>>>

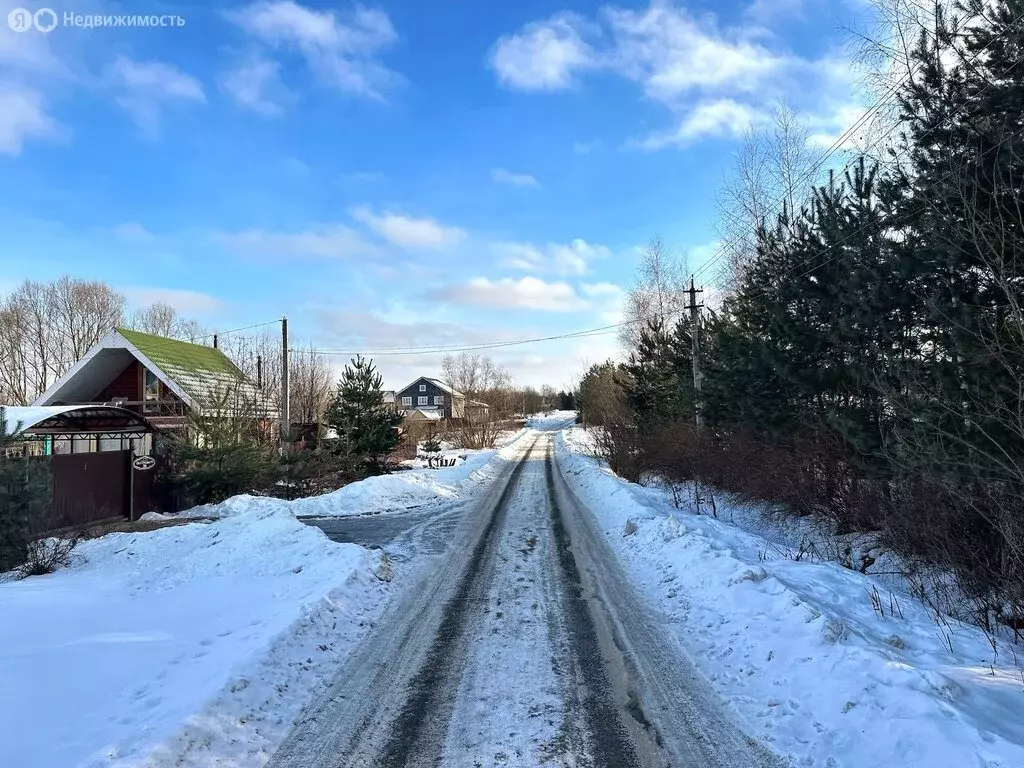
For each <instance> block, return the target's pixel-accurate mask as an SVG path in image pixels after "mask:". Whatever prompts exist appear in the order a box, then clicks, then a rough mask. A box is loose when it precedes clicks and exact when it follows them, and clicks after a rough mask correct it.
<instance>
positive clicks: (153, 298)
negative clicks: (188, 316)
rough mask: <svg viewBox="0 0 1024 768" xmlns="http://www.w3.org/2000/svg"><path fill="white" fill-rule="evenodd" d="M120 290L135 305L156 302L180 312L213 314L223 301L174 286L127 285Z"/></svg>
mask: <svg viewBox="0 0 1024 768" xmlns="http://www.w3.org/2000/svg"><path fill="white" fill-rule="evenodd" d="M121 292H122V293H123V294H124V295H125V297H126V298H127V299H128V301H129V302H130V303H132V304H134V305H136V306H148V305H150V304H156V303H158V302H160V303H163V304H170V305H171V306H172V307H174V308H175V309H177V310H178V311H179V312H181V313H182V314H191V315H197V314H199V315H204V314H213V313H214V312H216V311H218V310H219V309H221V308H222V307H223V302H222V301H221V300H220V299H217V298H215V297H213V296H210V295H209V294H205V293H199V292H197V291H184V290H179V289H174V288H139V287H136V286H129V287H128V288H122V289H121Z"/></svg>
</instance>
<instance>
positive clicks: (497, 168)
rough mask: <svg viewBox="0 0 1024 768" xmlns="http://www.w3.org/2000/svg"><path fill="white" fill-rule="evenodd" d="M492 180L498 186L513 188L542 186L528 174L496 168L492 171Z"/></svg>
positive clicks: (531, 176)
mask: <svg viewBox="0 0 1024 768" xmlns="http://www.w3.org/2000/svg"><path fill="white" fill-rule="evenodd" d="M490 180H492V181H494V182H495V183H496V184H510V185H511V186H534V187H538V186H540V185H541V184H540V183H539V182H538V180H537V179H536V178H534V177H532V176H531V175H530V174H528V173H512V172H511V171H506V170H505V169H504V168H495V169H494V170H493V171H490Z"/></svg>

<<<

What is being asked: Without including a single picture, restate all of the data word for word.

Finished task:
For each <instance> block, return the target's pixel-accurate mask as an SVG path in image pixels after "mask:". Whatever prompts exist appear in the order a box, then clicks, then a rough mask. A box is loose when it precedes clicks and exact when it follows them, and clicks after a rough mask correct it.
<instance>
positive clicks: (153, 298)
negative clicks: (188, 316)
rough mask: <svg viewBox="0 0 1024 768" xmlns="http://www.w3.org/2000/svg"><path fill="white" fill-rule="evenodd" d="M120 290L135 305L156 302L180 312L213 314L223 301L174 286L127 285Z"/></svg>
mask: <svg viewBox="0 0 1024 768" xmlns="http://www.w3.org/2000/svg"><path fill="white" fill-rule="evenodd" d="M121 292H122V293H123V294H124V295H125V297H126V298H127V299H128V301H129V302H130V303H132V304H134V305H136V306H148V305H150V304H156V303H158V302H160V303H163V304H170V305H171V306H172V307H174V308H175V309H177V310H178V311H179V312H181V313H182V314H191V315H197V314H199V315H204V314H213V313H214V312H216V311H218V310H219V309H221V308H222V307H223V302H222V301H221V300H220V299H217V298H215V297H213V296H210V295H209V294H205V293H199V292H197V291H184V290H179V289H174V288H139V287H136V286H129V287H128V288H122V289H121Z"/></svg>
</instance>
<instance>
positive clicks: (497, 168)
rough mask: <svg viewBox="0 0 1024 768" xmlns="http://www.w3.org/2000/svg"><path fill="white" fill-rule="evenodd" d="M492 180L498 186L513 188L542 186L528 174L496 168L492 171Z"/></svg>
positive clicks: (531, 176)
mask: <svg viewBox="0 0 1024 768" xmlns="http://www.w3.org/2000/svg"><path fill="white" fill-rule="evenodd" d="M490 180H492V181H494V182H495V183H496V184H510V185H511V186H534V187H538V186H540V185H541V184H540V183H539V182H538V180H537V179H536V178H534V177H532V176H531V175H530V174H528V173H512V172H511V171H506V170H505V169H504V168H495V169H494V170H493V171H490Z"/></svg>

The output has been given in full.